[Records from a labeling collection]
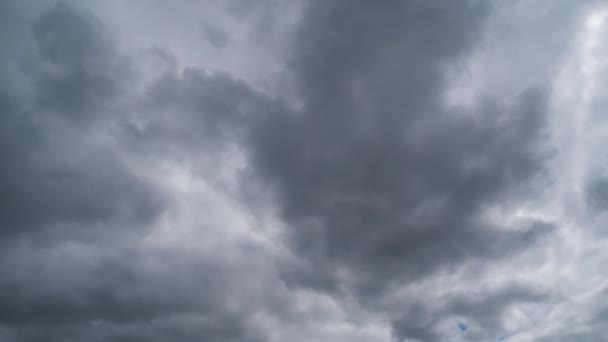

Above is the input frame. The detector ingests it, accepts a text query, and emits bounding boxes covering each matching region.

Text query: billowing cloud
[0,0,608,342]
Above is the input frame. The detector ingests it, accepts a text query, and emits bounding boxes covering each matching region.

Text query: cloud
[246,1,551,341]
[0,0,607,342]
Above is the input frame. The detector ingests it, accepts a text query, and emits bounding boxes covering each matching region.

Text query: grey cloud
[246,1,551,341]
[0,0,606,342]
[253,1,546,294]
[393,284,550,341]
[0,4,162,240]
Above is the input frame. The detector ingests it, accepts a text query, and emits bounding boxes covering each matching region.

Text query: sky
[0,0,608,342]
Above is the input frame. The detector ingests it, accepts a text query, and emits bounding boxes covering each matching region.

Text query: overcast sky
[0,0,608,342]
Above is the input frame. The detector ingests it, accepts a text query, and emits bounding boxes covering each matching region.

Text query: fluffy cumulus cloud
[0,0,608,342]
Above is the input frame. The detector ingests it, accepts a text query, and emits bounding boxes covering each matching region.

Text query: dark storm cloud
[0,4,162,238]
[0,3,282,342]
[0,0,588,342]
[247,1,550,341]
[393,284,549,341]
[0,241,268,342]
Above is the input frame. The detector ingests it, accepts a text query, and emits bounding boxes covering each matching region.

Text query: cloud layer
[0,0,608,342]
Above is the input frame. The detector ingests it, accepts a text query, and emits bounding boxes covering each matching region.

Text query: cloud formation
[0,0,608,342]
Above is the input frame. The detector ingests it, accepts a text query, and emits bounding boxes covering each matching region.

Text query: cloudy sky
[0,0,608,342]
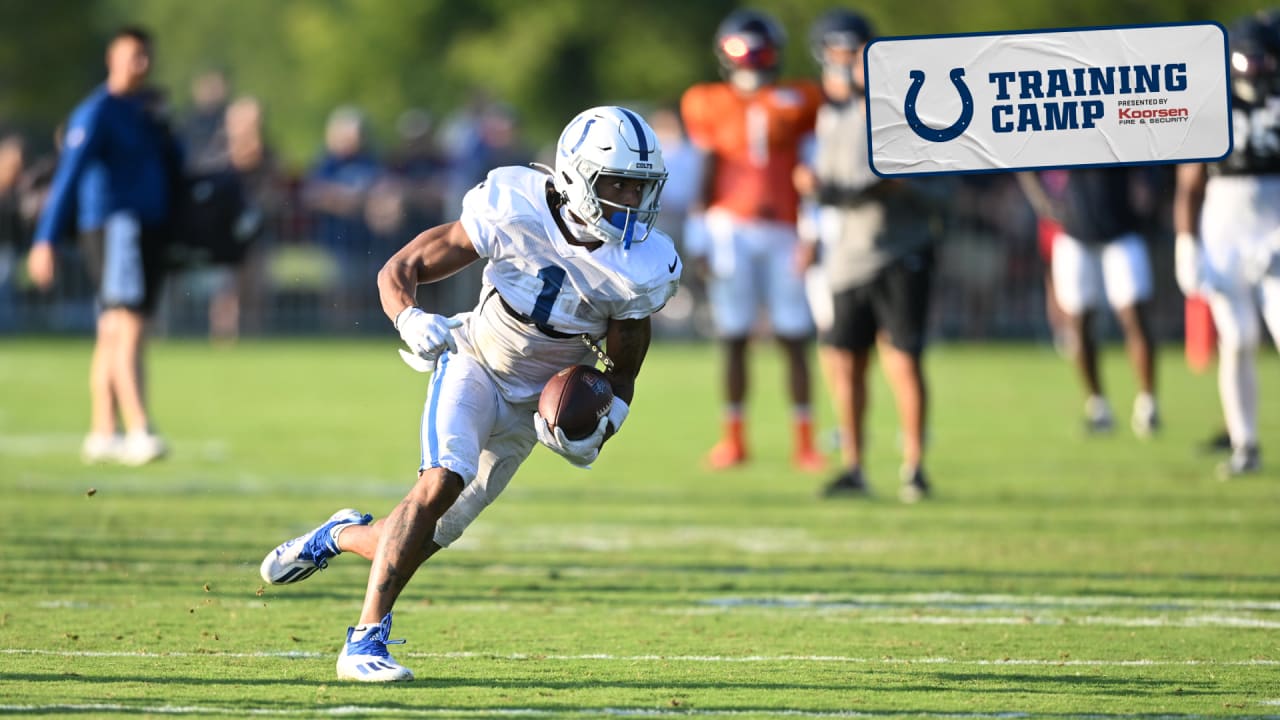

What is being asked » Add 22 to every bounding box coordinate in the answers and write out again everything from the start of the records down to the line that contains "[0,4,162,240]", including both ends, with the requests kept in. Leave the pictures out of your answer.

Result below »
Above is the input frame. The detector ingests it, accepts a text query, and emits bounding boxes covering each matching region.

Text query: billowing cloud
[22,22,630,364]
Above is the input frame. The detector ingests it, accepts a text query, and emits bounding boxes covering each matching region.

Text query: cloud
[268,23,573,363]
[22,22,629,364]
Above is the input frame. The detector ingests it, accepts a text query, and emits bounding boxes covering each matching region.

Text query: grey cloud
[268,23,573,363]
[22,22,628,364]
[275,23,568,316]
[415,306,572,363]
[22,26,184,262]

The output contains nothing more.